[GIVEN TEXT]
::::::::

Or another example: let’s say you’re sitting at home and the doorbell rings. As you answer the door you see a policeman or woman standing there. While it’s possible they could be looking for directions, your heart fears another reason for their visit. Because it’s the police visiting, and even before they open their mouths, terror strikes your heart as you mentally account for your loved ones. On the other hand, if you’re in danger or trouble is threatening and you see those lights and hear the police siren; that same sound, those same lights, and those same uniforms which so often strike fear and loathing in most people’s hearts, can bring comfort and assurance. As the police arrive you know help is near, authority is near, and justice is near.

In today’s text we hear of coming disasters which would normally strike fear in most people’s hearts. When Jesus talks of signs involving the sun, moon, and stars, troubles between nations, and surging seas, it sounds terrifying! In fact, you don’t have to visit a movie theatre to see some of these things because sometimes we get to see them on the TV news reports. Just think back over events which have struck fear and terror into so many people’s lives, such as the surging seas of Tsunamis, the damaging winds of cyclones, floods, bushfires and earthquakes. But it’s not just natural disasters, because we also fear the man-made disasters such as wars and terrorism being played out over the globe. Thankfully most of us have so far escaped such terrors. However, there may be people among us here today who have experienced their own personal terrors: major car accidents, road rage, physical attack, robbery, addiction, abuse, neglect etc. These too strike fear into our hearts.

Unfortunately, we don’t all get to live happily ever after on this earth. People get hurt. Too many are terrorized by sights and sounds and smells. Too many find sleep hard to come by because they’re afraid of the nightmares which not only haunt their days, but also their nights. So many people are afraid, and they’ve got good reason to be afraid!

Many times we’re afraid of what we don’t know, but sometimes we’re afraid of what we do know and work so hard to avoid, deny, or run away from those things or people. We cower because we’re afraid. We fight because we’re afraid. We isolate ourselves because we’re afraid. We struggle with our faith because we’re afraid.

::::::::

[TASK INPUTS]
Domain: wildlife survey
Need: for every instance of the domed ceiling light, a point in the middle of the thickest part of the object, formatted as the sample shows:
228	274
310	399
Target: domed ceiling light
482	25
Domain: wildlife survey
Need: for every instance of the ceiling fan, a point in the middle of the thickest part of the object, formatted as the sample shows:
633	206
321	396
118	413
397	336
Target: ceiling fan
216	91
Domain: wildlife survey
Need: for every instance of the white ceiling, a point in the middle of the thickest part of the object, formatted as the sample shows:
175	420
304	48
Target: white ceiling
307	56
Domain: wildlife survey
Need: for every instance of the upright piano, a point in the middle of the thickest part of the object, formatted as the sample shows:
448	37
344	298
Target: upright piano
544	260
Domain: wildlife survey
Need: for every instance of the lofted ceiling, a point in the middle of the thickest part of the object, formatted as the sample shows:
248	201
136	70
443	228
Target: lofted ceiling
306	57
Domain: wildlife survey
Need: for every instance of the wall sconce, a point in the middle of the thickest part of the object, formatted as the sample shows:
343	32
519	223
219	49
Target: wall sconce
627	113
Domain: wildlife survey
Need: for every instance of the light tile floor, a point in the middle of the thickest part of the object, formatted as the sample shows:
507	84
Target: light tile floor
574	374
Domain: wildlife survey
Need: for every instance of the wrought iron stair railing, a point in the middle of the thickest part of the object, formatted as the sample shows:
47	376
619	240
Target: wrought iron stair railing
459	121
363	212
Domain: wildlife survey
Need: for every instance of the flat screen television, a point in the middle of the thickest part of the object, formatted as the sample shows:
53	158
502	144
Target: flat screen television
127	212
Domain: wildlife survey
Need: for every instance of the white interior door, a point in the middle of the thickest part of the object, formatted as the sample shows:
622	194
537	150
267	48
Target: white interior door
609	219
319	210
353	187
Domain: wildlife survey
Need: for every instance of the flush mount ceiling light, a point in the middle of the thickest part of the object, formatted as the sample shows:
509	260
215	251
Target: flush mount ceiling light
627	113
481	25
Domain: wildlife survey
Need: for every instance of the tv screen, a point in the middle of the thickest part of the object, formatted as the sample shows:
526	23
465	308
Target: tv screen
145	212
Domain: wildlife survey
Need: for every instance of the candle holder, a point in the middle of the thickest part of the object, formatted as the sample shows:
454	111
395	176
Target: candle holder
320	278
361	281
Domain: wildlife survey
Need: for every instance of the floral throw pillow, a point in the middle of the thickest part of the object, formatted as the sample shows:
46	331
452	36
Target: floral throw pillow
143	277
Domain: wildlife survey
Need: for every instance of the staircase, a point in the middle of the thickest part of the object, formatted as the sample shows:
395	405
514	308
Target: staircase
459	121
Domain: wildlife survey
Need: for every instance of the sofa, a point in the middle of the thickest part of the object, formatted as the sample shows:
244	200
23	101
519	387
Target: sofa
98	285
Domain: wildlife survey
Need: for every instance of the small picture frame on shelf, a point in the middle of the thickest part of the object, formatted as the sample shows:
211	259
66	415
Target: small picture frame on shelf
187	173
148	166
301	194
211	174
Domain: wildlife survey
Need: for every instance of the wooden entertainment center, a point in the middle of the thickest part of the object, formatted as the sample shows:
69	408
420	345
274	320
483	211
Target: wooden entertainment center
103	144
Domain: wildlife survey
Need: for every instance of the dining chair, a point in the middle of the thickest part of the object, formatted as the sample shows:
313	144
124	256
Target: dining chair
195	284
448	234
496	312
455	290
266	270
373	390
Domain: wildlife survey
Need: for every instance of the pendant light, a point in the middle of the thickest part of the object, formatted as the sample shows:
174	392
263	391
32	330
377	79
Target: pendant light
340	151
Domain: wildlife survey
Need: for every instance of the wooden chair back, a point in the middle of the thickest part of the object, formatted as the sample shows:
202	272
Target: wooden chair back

::::::::

[WORK INSTRUCTIONS]
A: Write out the section of the sermon passage that starts with the words containing "Many times we’re" and ends with "faith because we’re afraid.".
B: How many lines of the listing contain the string "small", counting only matches with the same capitalization? Reply with the number alone.

[ANSWERS BY TASK]
A:
Many times we’re afraid of what we don’t know, but sometimes we’re afraid of what we do know and work so hard to avoid, deny, or run away from those things or people. We cower because we’re afraid. We fight because we’re afraid. We isolate ourselves because we’re afraid. We struggle with our faith because we’re afraid.

B: 2